§ How to complete this task:
Return every line below exactly, leaving nothing out.

-- Opening Marker --

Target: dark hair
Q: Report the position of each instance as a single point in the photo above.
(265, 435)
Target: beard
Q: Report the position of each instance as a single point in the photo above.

-- Closing Marker --

§ Solution for this exercise:
Target: dark hair
Q: Report the position of each instance as a single point in the photo above.
(265, 435)
Target: beard
Q: Report the position of each instance as a single point in the photo above.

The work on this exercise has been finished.